Materiale da un dataset:
□ □ □ □ □

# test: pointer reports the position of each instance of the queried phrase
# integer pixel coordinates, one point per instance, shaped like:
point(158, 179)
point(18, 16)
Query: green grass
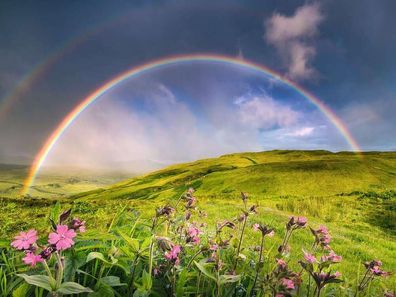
point(355, 197)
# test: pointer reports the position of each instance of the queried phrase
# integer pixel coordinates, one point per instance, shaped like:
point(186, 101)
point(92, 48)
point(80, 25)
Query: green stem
point(258, 263)
point(60, 270)
point(240, 242)
point(48, 270)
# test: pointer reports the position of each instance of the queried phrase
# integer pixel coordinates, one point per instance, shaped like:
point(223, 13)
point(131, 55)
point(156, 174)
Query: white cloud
point(293, 38)
point(263, 112)
point(302, 132)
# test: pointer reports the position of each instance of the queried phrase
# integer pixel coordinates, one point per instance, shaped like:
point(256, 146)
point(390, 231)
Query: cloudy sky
point(53, 54)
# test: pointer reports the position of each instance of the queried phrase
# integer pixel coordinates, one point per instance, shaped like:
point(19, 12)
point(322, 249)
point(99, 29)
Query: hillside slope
point(264, 174)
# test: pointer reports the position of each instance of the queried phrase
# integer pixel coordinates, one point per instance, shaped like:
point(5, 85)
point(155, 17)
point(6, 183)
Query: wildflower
point(187, 216)
point(333, 257)
point(165, 211)
point(191, 202)
point(244, 197)
point(265, 230)
point(225, 224)
point(164, 243)
point(173, 254)
point(47, 252)
point(32, 259)
point(24, 240)
point(62, 238)
point(322, 230)
point(296, 222)
point(309, 258)
point(214, 247)
point(193, 235)
point(77, 224)
point(301, 222)
point(281, 263)
point(287, 283)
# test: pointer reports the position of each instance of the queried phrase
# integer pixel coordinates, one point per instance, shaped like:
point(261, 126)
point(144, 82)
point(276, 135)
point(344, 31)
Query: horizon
point(93, 92)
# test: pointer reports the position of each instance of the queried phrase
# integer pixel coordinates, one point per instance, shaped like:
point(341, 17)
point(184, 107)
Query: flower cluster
point(60, 239)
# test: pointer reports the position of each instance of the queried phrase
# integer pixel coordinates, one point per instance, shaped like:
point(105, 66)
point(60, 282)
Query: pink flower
point(323, 230)
point(193, 231)
point(337, 274)
point(77, 224)
point(309, 258)
point(334, 257)
point(281, 263)
point(24, 240)
point(32, 259)
point(287, 283)
point(62, 238)
point(301, 221)
point(173, 254)
point(214, 247)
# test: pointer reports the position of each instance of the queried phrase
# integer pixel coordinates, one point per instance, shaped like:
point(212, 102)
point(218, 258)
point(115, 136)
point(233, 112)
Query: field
point(354, 196)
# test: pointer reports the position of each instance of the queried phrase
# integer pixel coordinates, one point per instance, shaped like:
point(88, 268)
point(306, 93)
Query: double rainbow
point(156, 64)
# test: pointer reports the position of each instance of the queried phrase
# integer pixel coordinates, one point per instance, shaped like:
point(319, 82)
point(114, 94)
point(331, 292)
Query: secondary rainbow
point(166, 61)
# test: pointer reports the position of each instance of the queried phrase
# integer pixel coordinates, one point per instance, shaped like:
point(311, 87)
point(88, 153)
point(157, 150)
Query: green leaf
point(72, 288)
point(41, 281)
point(131, 242)
point(147, 282)
point(96, 255)
point(21, 291)
point(102, 290)
point(226, 278)
point(203, 269)
point(72, 263)
point(55, 213)
point(112, 281)
point(141, 293)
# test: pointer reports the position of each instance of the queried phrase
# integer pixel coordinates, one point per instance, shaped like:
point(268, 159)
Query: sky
point(53, 54)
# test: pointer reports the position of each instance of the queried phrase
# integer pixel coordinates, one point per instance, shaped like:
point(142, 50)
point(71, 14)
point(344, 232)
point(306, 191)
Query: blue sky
point(342, 51)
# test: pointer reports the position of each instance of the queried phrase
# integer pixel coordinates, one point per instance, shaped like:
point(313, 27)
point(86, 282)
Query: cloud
point(293, 37)
point(302, 132)
point(263, 112)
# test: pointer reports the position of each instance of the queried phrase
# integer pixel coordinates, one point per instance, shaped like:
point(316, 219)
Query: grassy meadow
point(354, 196)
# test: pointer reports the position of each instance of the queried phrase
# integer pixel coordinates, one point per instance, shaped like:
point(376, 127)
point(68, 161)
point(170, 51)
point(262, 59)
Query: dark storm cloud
point(354, 60)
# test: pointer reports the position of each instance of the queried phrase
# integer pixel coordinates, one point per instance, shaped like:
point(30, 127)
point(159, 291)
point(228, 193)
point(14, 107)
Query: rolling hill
point(355, 196)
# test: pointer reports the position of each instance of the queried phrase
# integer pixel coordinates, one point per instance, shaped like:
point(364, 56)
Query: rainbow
point(166, 61)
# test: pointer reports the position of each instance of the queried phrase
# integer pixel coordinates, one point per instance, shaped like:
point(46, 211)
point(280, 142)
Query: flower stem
point(258, 264)
point(240, 242)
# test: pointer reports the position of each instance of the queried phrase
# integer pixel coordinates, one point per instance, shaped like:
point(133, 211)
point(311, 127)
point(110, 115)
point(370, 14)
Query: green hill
point(354, 195)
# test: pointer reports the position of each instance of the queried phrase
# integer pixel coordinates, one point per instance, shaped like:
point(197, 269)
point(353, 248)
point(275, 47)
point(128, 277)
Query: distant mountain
point(264, 174)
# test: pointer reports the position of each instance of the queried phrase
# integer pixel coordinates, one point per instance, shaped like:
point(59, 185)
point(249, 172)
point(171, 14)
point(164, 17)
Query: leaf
point(72, 263)
point(227, 278)
point(147, 282)
point(72, 288)
point(141, 293)
point(203, 269)
point(64, 216)
point(132, 242)
point(96, 255)
point(112, 281)
point(21, 291)
point(55, 213)
point(41, 281)
point(102, 290)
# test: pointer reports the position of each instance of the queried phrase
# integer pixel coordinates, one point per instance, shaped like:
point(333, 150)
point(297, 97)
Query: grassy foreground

□ □ □ □ □

■ CONSEGNA
Ripeti parola per parola tutte le righe del materiale, dalla prima all'ultima. Ometti le immagini nella risposta.

■ SOLUZIONE QUI SOTTO
# test: pointer reports the position of each instance of the queried phrase
# integer pixel coordinates, one point per instance, shaped like:
point(158, 179)
point(18, 16)
Query: green grass
point(355, 197)
# test: pointer reports the position of each instance of the queried phrase
# integer pixel coordinates, one point per instance, shaped like:
point(186, 101)
point(92, 48)
point(80, 25)
Query: green stem
point(258, 263)
point(60, 270)
point(240, 242)
point(48, 270)
# test: pointer reports the position of each instance of the queried phrase
# integer pixel coordinates, one point per instance, shaped like:
point(223, 13)
point(131, 55)
point(156, 174)
Query: white cloud
point(293, 38)
point(263, 112)
point(302, 132)
# test: pointer reports the position of each instance of the queried phrase
# integer pixel coordinates, one point per instance, shaped like:
point(256, 146)
point(390, 231)
Query: cloudy sky
point(53, 54)
# test: pointer reports the position of each instance of the queried phrase
# integer pixel coordinates, one point per instance, shaped like:
point(19, 12)
point(322, 249)
point(99, 29)
Query: hillside slope
point(264, 174)
# test: pointer reports the position of each instance of the queried phrase
# integer pixel coordinates, one point per instance, shaped like:
point(5, 85)
point(155, 17)
point(6, 183)
Query: wildflower
point(187, 216)
point(333, 257)
point(165, 211)
point(191, 202)
point(244, 197)
point(265, 230)
point(225, 224)
point(164, 243)
point(173, 254)
point(47, 252)
point(32, 259)
point(24, 240)
point(62, 238)
point(322, 230)
point(296, 222)
point(309, 258)
point(214, 247)
point(193, 235)
point(77, 224)
point(301, 222)
point(281, 263)
point(287, 283)
# test: pointer reports the position of each instance of the queried phrase
# integer pixel coordinates, one point per instance, shaped like:
point(261, 126)
point(144, 82)
point(276, 135)
point(344, 31)
Query: horizon
point(93, 92)
# test: pointer reports the position of each instance of the queried phrase
# integer pixel coordinates, one point per instance, shaped like:
point(341, 17)
point(184, 107)
Query: flower cluster
point(60, 239)
# test: pointer reports the position of each instance of the queried phrase
# integer pixel coordinates, one point per instance, shaped like:
point(105, 66)
point(60, 282)
Query: pink flower
point(323, 230)
point(193, 231)
point(337, 274)
point(77, 224)
point(309, 258)
point(334, 257)
point(281, 263)
point(24, 240)
point(32, 259)
point(287, 283)
point(62, 238)
point(301, 221)
point(173, 254)
point(214, 247)
# test: pointer reports the position of each instance of the queried phrase
# integer pixel coordinates, one point per instance, shaped like:
point(212, 102)
point(218, 258)
point(115, 136)
point(233, 112)
Query: field
point(354, 196)
# test: pointer reports the position of each instance of the queried phrase
# integer pixel coordinates, one point per instance, shaped like:
point(88, 268)
point(306, 93)
Query: double rainbow
point(156, 64)
# test: pointer reports the position of each instance of the queried phrase
# integer pixel coordinates, one point per instance, shaped like:
point(319, 82)
point(114, 94)
point(331, 292)
Query: secondary rainbow
point(166, 61)
# test: pointer reports the position of each instance of the queried phrase
# integer pixel coordinates, one point per instance, shaped like:
point(311, 87)
point(88, 153)
point(157, 150)
Query: green leaf
point(72, 288)
point(41, 281)
point(131, 242)
point(147, 282)
point(96, 255)
point(21, 291)
point(102, 290)
point(226, 278)
point(203, 269)
point(72, 263)
point(55, 213)
point(112, 281)
point(141, 293)
# test: pointer reports the position of each instance of the queried phrase
# integer pixel coordinates, one point per instance, shaped like:
point(268, 159)
Query: sky
point(53, 54)
# test: pointer reports the position of each instance of the queried phrase
# integer pixel coordinates, one point per instance, shaped like:
point(142, 50)
point(71, 14)
point(344, 232)
point(306, 191)
Query: blue sky
point(342, 51)
# test: pointer reports the position of each instance of the queried phrase
# integer pixel coordinates, one point per instance, shaped like:
point(313, 27)
point(86, 282)
Query: cloud
point(293, 37)
point(302, 132)
point(263, 112)
# test: pointer reports the position of each instance of the queried phrase
# integer pixel coordinates, one point per instance, shaped like:
point(316, 219)
Query: grassy meadow
point(354, 196)
# test: pointer reports the position of each instance of the queried phrase
# integer pixel coordinates, one point per instance, shaped like:
point(376, 127)
point(68, 161)
point(170, 51)
point(262, 59)
Query: dark storm cloud
point(354, 60)
# test: pointer reports the position of each instance of the queried phrase
# integer pixel coordinates, one point per instance, shaped like:
point(30, 127)
point(159, 291)
point(228, 193)
point(14, 107)
Query: rolling hill
point(355, 196)
# test: pointer reports the position of each instance of the queried phrase
# integer pixel coordinates, one point per instance, shaped like:
point(364, 56)
Query: rainbow
point(166, 61)
# test: pointer reports the position of each instance of the queried phrase
# integer pixel coordinates, one point per instance, shaped like:
point(46, 211)
point(280, 142)
Query: flower stem
point(258, 264)
point(240, 242)
# test: pointer reports the position of each instance of the queried phrase
# integer pixel coordinates, one point per instance, shaped like:
point(133, 211)
point(311, 127)
point(110, 115)
point(370, 14)
Query: green hill
point(354, 195)
# test: pointer reports the position of each instance of the queried phrase
# integer pixel coordinates, one point per instance, shaped like:
point(197, 269)
point(353, 248)
point(275, 47)
point(128, 277)
Query: distant mountain
point(264, 174)
# test: pointer reports the position of each instance of the queried phrase
# integer pixel coordinates, one point per instance, shaped like:
point(59, 185)
point(249, 172)
point(171, 14)
point(164, 17)
Query: leaf
point(72, 263)
point(227, 278)
point(147, 282)
point(72, 288)
point(141, 293)
point(203, 269)
point(64, 216)
point(132, 242)
point(96, 255)
point(112, 281)
point(21, 291)
point(55, 213)
point(41, 281)
point(102, 290)
# test: pointer reports the position of each instance of the queried phrase
# integer pixel coordinates, one point per instance, shaped like:
point(333, 150)
point(297, 97)
Query: grassy foreground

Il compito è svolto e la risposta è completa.